(Dataset entries):
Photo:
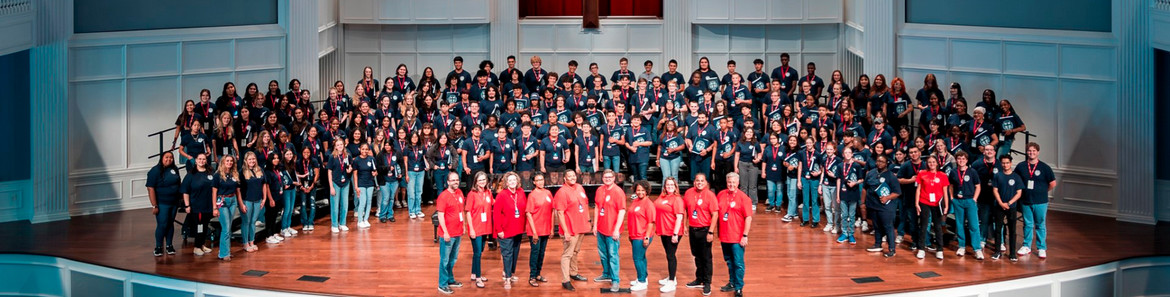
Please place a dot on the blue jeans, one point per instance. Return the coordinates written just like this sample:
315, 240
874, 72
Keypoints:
362, 204
670, 168
338, 205
775, 193
792, 197
607, 248
164, 225
414, 191
289, 204
1034, 216
733, 253
308, 207
848, 213
965, 209
477, 254
227, 213
810, 200
385, 199
448, 253
248, 223
612, 163
639, 251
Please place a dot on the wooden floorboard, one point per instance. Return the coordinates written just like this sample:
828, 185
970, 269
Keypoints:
400, 260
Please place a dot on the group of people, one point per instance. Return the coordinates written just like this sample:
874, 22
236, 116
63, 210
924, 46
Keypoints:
817, 146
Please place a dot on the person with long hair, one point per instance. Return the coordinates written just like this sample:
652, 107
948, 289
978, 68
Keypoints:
571, 205
163, 184
509, 223
479, 218
226, 191
339, 170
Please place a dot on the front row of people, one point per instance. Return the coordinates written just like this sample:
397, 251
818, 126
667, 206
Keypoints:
513, 214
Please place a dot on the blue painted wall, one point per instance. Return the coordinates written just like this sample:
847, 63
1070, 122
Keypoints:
115, 15
1093, 15
14, 99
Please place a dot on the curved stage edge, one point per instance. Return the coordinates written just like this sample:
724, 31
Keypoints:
110, 253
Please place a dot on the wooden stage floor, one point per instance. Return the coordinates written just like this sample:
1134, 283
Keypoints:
400, 260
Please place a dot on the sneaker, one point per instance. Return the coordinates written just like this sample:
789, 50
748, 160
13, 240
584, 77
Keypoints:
1024, 250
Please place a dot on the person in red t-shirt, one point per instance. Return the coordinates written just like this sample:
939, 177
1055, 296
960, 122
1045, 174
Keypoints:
509, 222
571, 205
702, 208
641, 218
479, 222
933, 198
669, 211
735, 223
539, 226
608, 216
449, 206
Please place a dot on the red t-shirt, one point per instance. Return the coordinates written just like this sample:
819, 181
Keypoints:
639, 215
451, 205
479, 207
572, 201
611, 200
735, 207
700, 206
508, 213
931, 186
539, 205
666, 208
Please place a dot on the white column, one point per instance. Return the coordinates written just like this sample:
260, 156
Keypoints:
1135, 67
676, 35
880, 38
50, 97
302, 42
504, 33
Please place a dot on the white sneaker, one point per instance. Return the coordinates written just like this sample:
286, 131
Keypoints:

(Given request):
Reproduce all of the records above word for word, leaving out the pictures.

(Written response):
Photo:
Please place a dot on the blue jeans, one point per instance. Return the coordinates written just like this sample:
315, 240
874, 72
Keypoints:
362, 204
670, 168
338, 205
775, 193
792, 197
607, 248
164, 225
414, 191
289, 204
1034, 216
733, 253
308, 207
848, 213
965, 209
477, 254
227, 213
810, 200
385, 199
448, 253
248, 223
612, 163
639, 251
Please place a dot on the wooden floorboard, one point per instance. Return the coordinates written just like this sample:
828, 185
970, 269
Keypoints:
400, 260
Please place a dot on the group of people, one point per instance. Return the coordinates written just like this sample:
874, 22
236, 116
63, 210
924, 46
Keypoints:
817, 146
Please place a dot on the person with long hair, one point per instance. Return the coordinates written just like this sample:
652, 107
948, 289
978, 68
Keypoints:
571, 205
163, 184
509, 223
479, 218
226, 191
339, 170
Please place a dot on the front row of people, one point per instance. Return the coordinates written just like this sample:
397, 251
818, 126
667, 206
Keypoints:
513, 214
Please place a dot on the blue painted wall, one point per instance. Return the coordinates written just like this sample:
847, 63
1070, 122
Keypoints:
115, 15
1093, 15
14, 99
Please place a dot on the curved stage edge, one point per instance. Return the coordinates written just like this sample:
724, 31
Keypoints:
110, 253
Please place a dot on the wooden stage floor, one point per instance. Return the coordinates written just like this sample:
1134, 283
Keypoints:
400, 260
Please place a dot on the sneaker, one point per instance. Return the coordinates written just like this sample:
789, 50
748, 160
13, 240
584, 77
Keypoints:
1024, 250
Please place a dot on the person in red t-shirt, one point per instance. Return the coordinates written just like this sample:
939, 177
1055, 296
960, 122
1045, 174
Keypoints:
509, 222
571, 205
702, 208
641, 218
479, 222
933, 198
669, 211
735, 223
539, 226
608, 216
449, 206
Please place a dot on the red t-shirt, one point per instance. Return the coordinates written just like this sample:
819, 181
Keypoints:
639, 215
451, 205
479, 207
572, 201
611, 200
735, 207
700, 206
508, 213
931, 186
539, 205
666, 208
Please place a dot on the white column, one point per instance. Return the coordinates written just like this sample:
260, 156
Keypoints:
1135, 67
676, 35
880, 38
50, 97
302, 42
504, 33
Please place a dot on the white sneaker, one point per instance. Return the coordinates written just like this sample:
286, 131
Keypoints:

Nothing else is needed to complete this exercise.